== Segment start ==
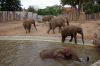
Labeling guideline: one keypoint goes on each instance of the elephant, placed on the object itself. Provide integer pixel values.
(58, 21)
(47, 18)
(71, 31)
(59, 53)
(27, 25)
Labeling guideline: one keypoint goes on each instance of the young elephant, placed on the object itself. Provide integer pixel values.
(71, 31)
(27, 25)
(58, 21)
(59, 53)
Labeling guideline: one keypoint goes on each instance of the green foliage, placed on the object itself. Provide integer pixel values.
(53, 10)
(10, 5)
(90, 8)
(31, 9)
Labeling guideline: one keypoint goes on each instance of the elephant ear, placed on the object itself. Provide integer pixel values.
(80, 31)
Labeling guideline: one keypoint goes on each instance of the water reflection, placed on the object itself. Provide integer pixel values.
(26, 53)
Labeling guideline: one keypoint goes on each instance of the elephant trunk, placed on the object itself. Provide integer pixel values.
(82, 37)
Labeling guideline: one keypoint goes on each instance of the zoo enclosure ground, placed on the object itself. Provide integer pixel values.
(16, 29)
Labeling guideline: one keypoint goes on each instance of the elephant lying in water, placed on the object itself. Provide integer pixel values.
(27, 25)
(72, 31)
(59, 53)
(58, 21)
== Segment end ==
TASK REQUIREMENTS: Copy out the listing word for word and skip its pictures.

TASK RESPONSE:
Labeling guideline: one keypoint goes on each instance of the elephant, placed on the object itself. Provide integer pixel values.
(58, 21)
(47, 18)
(71, 31)
(59, 53)
(27, 25)
Labeling guideline: one keypoint goes on each instance of the young elephant, placed on the object itself. Provide integer pixel values.
(71, 31)
(27, 25)
(58, 21)
(59, 53)
Labeling guideline: one keypoint goes on each instance of the green foliage, placed on the object itself. Provide integer pixel values.
(53, 10)
(10, 5)
(90, 8)
(31, 9)
Labeling guideline: one keypoint goes on each instance of the elephant ear, placed on the object itself. Provide integer pixel values.
(80, 31)
Labeling guideline: one keypoint goes on each instance of the water reflection, placed on the object itself. Provide integer pixel values.
(26, 53)
Labeling guideline: one keypoint goes on each instance of the elephant trunk, placed on the object itself. Provide integer pixel values.
(82, 37)
Labeling guideline: one keypoint goes on each instance of the zoo enclosure ground, placed on the object itself. Provide integer pixel values.
(16, 29)
Labeling guideline: one keypoint goes on each instance of the elephant lying in water, placed on the object itself. Provide integer pixel values.
(27, 25)
(72, 31)
(59, 53)
(58, 21)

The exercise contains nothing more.